Material supplied:
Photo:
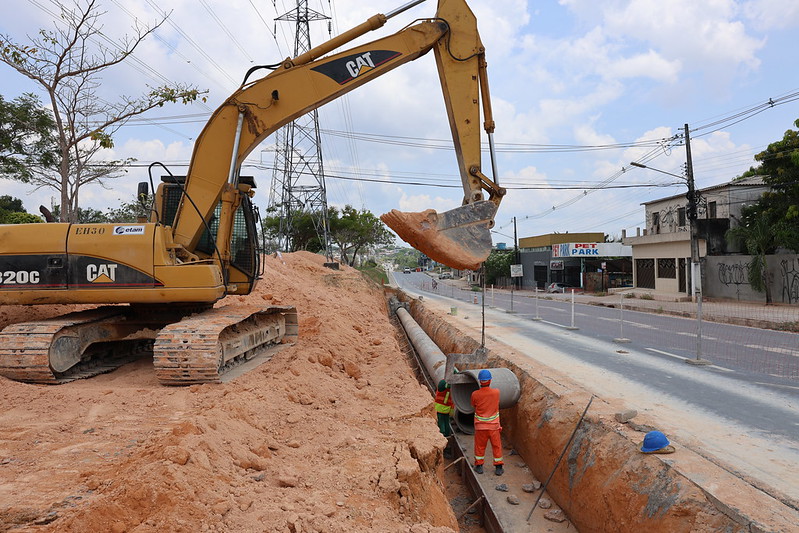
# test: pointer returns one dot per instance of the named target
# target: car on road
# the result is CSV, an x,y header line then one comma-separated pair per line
x,y
559,287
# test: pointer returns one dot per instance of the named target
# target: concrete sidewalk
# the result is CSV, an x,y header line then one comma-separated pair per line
x,y
782,317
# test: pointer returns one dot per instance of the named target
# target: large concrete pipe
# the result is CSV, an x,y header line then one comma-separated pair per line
x,y
435,362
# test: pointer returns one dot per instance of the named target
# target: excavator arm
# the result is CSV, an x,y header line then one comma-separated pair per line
x,y
459,238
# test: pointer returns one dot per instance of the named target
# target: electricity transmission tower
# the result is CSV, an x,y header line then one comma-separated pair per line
x,y
298,180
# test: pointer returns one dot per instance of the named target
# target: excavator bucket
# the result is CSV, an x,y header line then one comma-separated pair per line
x,y
459,238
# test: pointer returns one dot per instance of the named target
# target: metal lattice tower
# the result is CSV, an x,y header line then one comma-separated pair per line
x,y
298,180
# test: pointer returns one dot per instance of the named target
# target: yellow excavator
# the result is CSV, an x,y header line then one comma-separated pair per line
x,y
200,242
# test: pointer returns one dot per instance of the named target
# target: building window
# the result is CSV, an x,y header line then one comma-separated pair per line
x,y
667,268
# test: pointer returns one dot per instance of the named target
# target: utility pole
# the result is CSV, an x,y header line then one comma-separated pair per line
x,y
298,180
516,258
696,267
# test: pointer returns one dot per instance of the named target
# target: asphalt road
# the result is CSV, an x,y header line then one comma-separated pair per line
x,y
750,419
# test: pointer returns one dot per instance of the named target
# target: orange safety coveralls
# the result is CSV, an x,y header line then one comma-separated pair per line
x,y
486,424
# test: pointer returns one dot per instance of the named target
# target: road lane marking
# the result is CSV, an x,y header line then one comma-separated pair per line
x,y
688,358
777,385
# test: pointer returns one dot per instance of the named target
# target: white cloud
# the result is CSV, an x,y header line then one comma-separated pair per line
x,y
651,65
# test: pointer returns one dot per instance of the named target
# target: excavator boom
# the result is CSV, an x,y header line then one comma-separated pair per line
x,y
259,108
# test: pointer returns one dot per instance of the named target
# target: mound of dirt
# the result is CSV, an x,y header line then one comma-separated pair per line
x,y
332,434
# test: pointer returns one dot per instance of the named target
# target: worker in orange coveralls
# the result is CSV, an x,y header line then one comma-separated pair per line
x,y
485,401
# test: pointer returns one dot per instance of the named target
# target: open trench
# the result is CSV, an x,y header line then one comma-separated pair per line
x,y
601,481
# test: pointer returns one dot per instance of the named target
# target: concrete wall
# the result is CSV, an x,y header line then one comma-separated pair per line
x,y
727,277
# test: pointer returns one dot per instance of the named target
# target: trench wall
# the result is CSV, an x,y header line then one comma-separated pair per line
x,y
602,483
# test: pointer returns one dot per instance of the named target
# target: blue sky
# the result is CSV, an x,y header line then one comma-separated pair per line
x,y
579,89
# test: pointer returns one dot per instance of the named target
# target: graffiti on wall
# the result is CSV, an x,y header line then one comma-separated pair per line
x,y
735,274
790,281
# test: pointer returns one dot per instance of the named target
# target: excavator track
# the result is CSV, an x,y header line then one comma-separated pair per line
x,y
186,349
200,348
72,346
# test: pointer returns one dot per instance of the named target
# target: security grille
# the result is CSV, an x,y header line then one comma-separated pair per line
x,y
645,273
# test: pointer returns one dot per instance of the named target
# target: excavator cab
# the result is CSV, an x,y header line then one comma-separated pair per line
x,y
245,265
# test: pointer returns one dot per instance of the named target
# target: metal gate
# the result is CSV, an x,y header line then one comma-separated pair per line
x,y
645,273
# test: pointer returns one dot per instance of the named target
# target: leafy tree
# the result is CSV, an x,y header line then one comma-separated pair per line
x,y
15,217
303,233
779,164
14,205
759,239
67,63
354,230
497,265
26,137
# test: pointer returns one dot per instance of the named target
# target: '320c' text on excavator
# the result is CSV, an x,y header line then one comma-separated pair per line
x,y
200,243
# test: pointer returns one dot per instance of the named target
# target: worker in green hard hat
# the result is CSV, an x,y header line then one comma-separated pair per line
x,y
445,407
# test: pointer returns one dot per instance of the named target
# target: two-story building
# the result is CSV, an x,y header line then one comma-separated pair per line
x,y
662,254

Given problem: Copy out every line of the rows above that contains the string "wall", matching case exactly.

Correct result:
# target: concrete wall
# target: trench wall
# target: graffiti on wall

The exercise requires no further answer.